**PROBLEMS AND TASKS**:
**A.** List the four people named in the beetle research article as collaborators on the published paper.
**B.** According to the beetle research article, how many beetle species did the team's review cover?
**C.** Reproduce a passage of the beetle research article, beginning at the words "The team started" and stopping after the words "these healing beetles.".

**PAGE EXCERPT**:
▼
Stephen Deyrup, Ph.D., and his two student researchers are big Beetles fans.
Not the lads from Liverpool, but the insects from southeast Asia that have for centuries been used in traditional Chinese folk remedies. Deyrup, an associate professor of chemistry and biochemistry, wanted to study if the chemicals these beetles have in their systems could have a legitimate medical effect on humans. The first step was to gather up and summarize existing scientific papers on the topic.
Deyrup, Mackenzie Perpetua ’22, Natalie Stagnitti ’23 and Siu Wah Wong-Deyrup collaborated on “Drug Discovery Insights from Medicinal Beetles in Traditional Chinese Medicine,” which was published March 1 in the journal Biomolecules & Therapeutics. A second paper on the topic is in the works.
Deyrup explained that Traditional Chinese Medicine (TCM) was the primary source of medical treatment for the people inhabiting East Asia for thousands of years. These ancient practices have incorporated a wide variety of “materia medica” including plants, animals and minerals.
“As modern sciences, including natural products chemistry, emerged, there became increasing efforts to explore the chemistry of this materia medica to find molecules responsible for their traditional use,” they explained in the article’s abstract. “Insects, including beetles, have played an important role in TCM.”
The team started out looking at all insects used in TCM, then narrowed it down to just beetles – 48 species to be exact, with 129 chemical constituents. Their article is a one-stop-shop for all researchers to learn what is known about the biochemical activity and therapeutic properties in these healing beetles.
Stagnitti said, ““The research techniques we use reinforce what I’ve been learning in my lab work, and it will be interesting to see how this study will move forward,” while Perpetua “welcomed the opportunity to learn about the process of writing an academic paper, and all that goes into it.”
▲
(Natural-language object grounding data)
▼
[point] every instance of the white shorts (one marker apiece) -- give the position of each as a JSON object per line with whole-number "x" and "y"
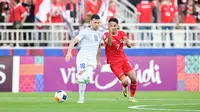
{"x": 83, "y": 61}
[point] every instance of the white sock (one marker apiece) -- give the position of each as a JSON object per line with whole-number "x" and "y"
{"x": 82, "y": 88}
{"x": 86, "y": 74}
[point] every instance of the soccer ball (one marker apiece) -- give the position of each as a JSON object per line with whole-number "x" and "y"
{"x": 60, "y": 96}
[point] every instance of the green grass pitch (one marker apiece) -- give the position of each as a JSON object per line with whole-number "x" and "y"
{"x": 156, "y": 101}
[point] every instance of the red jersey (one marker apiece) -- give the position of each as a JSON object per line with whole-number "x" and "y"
{"x": 145, "y": 11}
{"x": 56, "y": 11}
{"x": 189, "y": 18}
{"x": 93, "y": 6}
{"x": 167, "y": 13}
{"x": 115, "y": 53}
{"x": 18, "y": 13}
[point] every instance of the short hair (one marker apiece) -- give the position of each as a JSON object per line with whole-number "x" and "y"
{"x": 94, "y": 16}
{"x": 113, "y": 20}
{"x": 17, "y": 1}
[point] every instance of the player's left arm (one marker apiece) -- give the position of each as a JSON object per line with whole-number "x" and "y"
{"x": 99, "y": 52}
{"x": 127, "y": 42}
{"x": 99, "y": 56}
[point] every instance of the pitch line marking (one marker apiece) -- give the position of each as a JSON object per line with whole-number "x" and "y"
{"x": 143, "y": 107}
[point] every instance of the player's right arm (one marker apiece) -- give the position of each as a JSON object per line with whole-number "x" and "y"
{"x": 79, "y": 37}
{"x": 109, "y": 40}
{"x": 71, "y": 46}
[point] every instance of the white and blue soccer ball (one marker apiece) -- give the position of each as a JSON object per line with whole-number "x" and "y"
{"x": 60, "y": 96}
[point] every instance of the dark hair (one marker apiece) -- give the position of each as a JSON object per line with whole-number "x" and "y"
{"x": 94, "y": 16}
{"x": 113, "y": 20}
{"x": 17, "y": 1}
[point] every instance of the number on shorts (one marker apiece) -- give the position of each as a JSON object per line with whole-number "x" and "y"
{"x": 82, "y": 65}
{"x": 118, "y": 45}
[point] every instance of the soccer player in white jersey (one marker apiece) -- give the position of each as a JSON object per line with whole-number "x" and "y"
{"x": 89, "y": 55}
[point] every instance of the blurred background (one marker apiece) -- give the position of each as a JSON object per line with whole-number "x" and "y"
{"x": 35, "y": 35}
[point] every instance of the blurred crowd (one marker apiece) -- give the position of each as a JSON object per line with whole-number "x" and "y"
{"x": 19, "y": 12}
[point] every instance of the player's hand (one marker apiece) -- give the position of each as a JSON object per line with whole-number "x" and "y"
{"x": 68, "y": 57}
{"x": 110, "y": 28}
{"x": 99, "y": 64}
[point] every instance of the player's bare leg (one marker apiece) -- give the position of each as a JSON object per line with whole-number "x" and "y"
{"x": 124, "y": 81}
{"x": 83, "y": 80}
{"x": 133, "y": 85}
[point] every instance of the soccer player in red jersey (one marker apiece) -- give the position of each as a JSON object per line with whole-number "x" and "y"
{"x": 117, "y": 59}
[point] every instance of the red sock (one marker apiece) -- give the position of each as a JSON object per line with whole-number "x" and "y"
{"x": 132, "y": 89}
{"x": 124, "y": 85}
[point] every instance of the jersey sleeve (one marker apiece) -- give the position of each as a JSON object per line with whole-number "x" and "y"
{"x": 105, "y": 38}
{"x": 22, "y": 11}
{"x": 124, "y": 35}
{"x": 81, "y": 35}
{"x": 138, "y": 9}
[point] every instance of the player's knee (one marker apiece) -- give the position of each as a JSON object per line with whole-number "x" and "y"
{"x": 81, "y": 72}
{"x": 125, "y": 82}
{"x": 133, "y": 80}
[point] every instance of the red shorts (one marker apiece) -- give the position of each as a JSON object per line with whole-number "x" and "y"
{"x": 121, "y": 68}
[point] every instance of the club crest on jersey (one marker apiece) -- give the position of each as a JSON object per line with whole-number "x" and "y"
{"x": 121, "y": 41}
{"x": 96, "y": 39}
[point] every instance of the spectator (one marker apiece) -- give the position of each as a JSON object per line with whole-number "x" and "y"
{"x": 57, "y": 11}
{"x": 30, "y": 7}
{"x": 112, "y": 9}
{"x": 93, "y": 7}
{"x": 4, "y": 8}
{"x": 190, "y": 16}
{"x": 145, "y": 9}
{"x": 18, "y": 14}
{"x": 18, "y": 17}
{"x": 168, "y": 12}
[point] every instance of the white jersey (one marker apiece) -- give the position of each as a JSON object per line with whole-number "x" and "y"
{"x": 89, "y": 41}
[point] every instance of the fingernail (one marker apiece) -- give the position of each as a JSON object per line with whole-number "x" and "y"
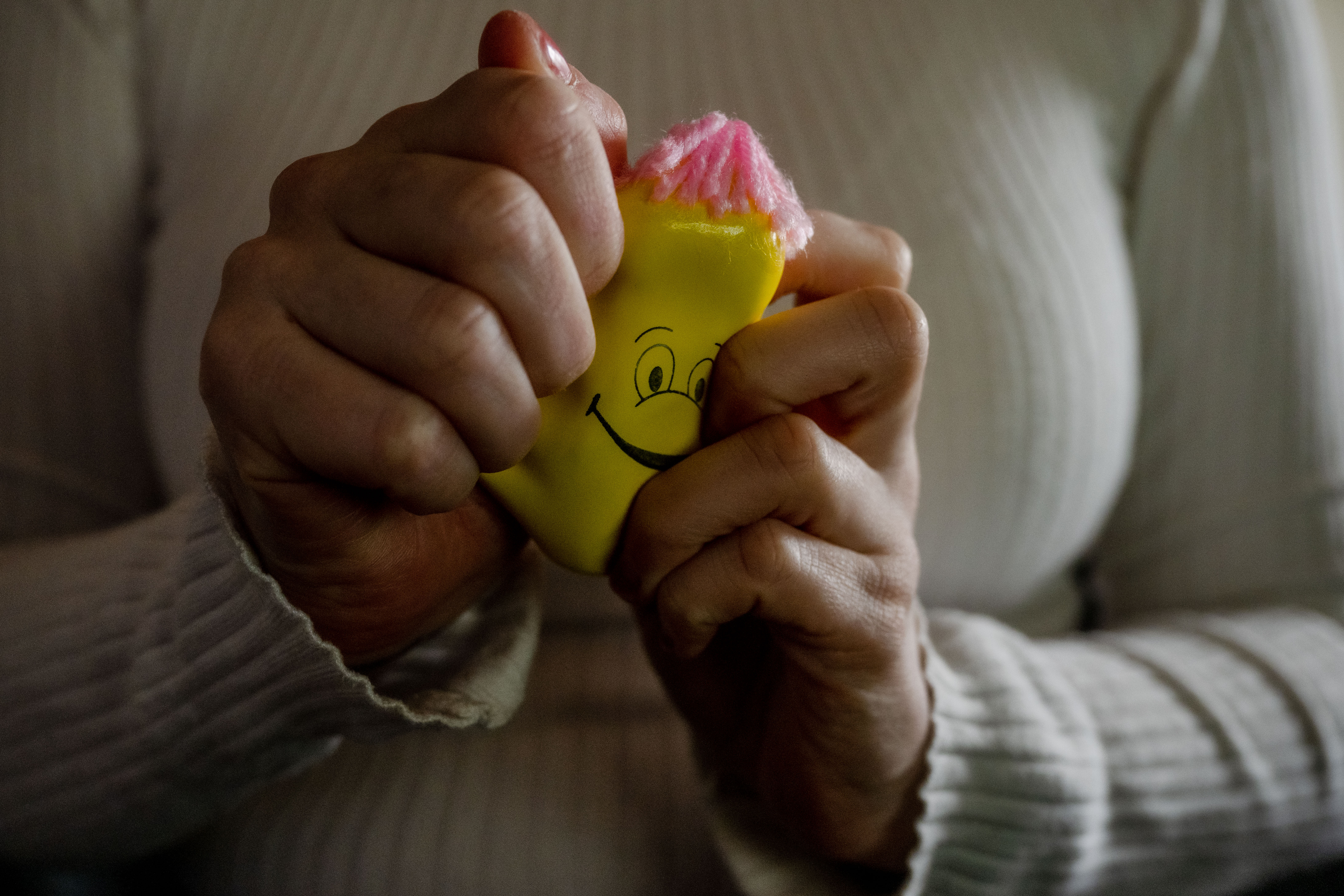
{"x": 553, "y": 58}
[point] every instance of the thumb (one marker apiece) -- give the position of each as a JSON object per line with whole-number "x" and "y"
{"x": 513, "y": 40}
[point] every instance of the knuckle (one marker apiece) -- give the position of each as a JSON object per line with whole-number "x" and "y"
{"x": 505, "y": 212}
{"x": 545, "y": 119}
{"x": 409, "y": 445}
{"x": 796, "y": 447}
{"x": 737, "y": 370}
{"x": 303, "y": 186}
{"x": 764, "y": 553}
{"x": 894, "y": 253}
{"x": 458, "y": 334}
{"x": 897, "y": 322}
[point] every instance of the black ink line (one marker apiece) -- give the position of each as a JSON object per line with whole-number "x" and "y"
{"x": 643, "y": 457}
{"x": 647, "y": 332}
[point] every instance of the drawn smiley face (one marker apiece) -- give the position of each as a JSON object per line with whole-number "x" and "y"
{"x": 657, "y": 377}
{"x": 686, "y": 284}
▲
**TASK-BY-TASK OUTPUTS**:
**A.** Stephen Deyrup, Mackenzie Perpetua ’22, Natalie Stagnitti ’23, Siu Wah Wong-Deyrup

**B.** 48 species

**C.**
The team started out looking at all insects used in TCM, then narrowed it down to just beetles – 48 species to be exact, with 129 chemical constituents. Their article is a one-stop-shop for all researchers to learn what is known about the biochemical activity and therapeutic properties in these healing beetles.